WRITTEN REQUEST
Pick out and copy every line in the listing below that contains the word "Mark". Case counts, so match capitals and lowercase letters precisely.
* * *
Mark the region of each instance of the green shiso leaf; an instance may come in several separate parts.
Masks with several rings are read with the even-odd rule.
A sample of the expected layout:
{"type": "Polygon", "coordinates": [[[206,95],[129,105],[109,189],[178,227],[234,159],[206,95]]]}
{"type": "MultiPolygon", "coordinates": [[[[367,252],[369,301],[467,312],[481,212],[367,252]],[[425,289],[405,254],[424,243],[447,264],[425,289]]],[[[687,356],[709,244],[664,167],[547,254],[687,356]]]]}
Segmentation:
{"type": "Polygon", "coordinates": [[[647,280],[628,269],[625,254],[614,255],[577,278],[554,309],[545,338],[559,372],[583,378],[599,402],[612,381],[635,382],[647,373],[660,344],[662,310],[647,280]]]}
* * *
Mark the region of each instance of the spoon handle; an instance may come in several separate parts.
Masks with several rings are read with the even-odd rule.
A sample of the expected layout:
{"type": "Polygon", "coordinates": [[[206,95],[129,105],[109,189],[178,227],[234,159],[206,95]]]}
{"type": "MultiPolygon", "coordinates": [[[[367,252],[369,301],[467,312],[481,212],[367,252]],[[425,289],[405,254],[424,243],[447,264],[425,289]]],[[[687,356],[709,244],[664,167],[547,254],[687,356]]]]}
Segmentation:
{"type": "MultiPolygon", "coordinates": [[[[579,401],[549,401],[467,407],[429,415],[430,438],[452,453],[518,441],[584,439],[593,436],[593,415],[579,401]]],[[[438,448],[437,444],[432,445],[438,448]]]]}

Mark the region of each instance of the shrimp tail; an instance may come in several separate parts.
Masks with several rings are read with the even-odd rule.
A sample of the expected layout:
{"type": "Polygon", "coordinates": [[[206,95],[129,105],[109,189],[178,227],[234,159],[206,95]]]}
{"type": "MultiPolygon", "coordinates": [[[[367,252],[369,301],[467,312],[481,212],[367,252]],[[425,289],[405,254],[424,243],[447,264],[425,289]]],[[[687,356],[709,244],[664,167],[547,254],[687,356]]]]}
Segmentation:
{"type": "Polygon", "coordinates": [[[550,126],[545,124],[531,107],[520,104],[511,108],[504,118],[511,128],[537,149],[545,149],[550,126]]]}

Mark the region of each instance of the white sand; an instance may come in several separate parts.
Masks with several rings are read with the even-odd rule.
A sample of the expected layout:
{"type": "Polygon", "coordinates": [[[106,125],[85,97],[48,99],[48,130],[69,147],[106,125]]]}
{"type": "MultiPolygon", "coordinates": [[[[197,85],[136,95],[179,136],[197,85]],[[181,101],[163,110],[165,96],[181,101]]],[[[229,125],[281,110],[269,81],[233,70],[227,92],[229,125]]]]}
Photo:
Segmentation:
* * *
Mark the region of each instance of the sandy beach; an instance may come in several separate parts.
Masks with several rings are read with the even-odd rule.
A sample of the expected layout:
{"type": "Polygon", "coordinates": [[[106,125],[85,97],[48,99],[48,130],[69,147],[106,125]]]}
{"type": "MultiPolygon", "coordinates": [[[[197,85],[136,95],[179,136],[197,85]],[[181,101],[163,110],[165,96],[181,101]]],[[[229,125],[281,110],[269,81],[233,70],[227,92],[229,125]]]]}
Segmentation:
* * *
RESPONSE
Mark the region of each instance of the green shiso leaf; an instance may come in several separate parts.
Mark the region of each instance of the spoon handle; an instance may come in several separate parts.
Mark the region of each instance of the shrimp tail; an instance may come in several separate parts.
Mark the region of each instance of the white sand; an instance may come in several separate parts.
Mark the region of each instance of the sandy beach; an instance may come in several separate parts.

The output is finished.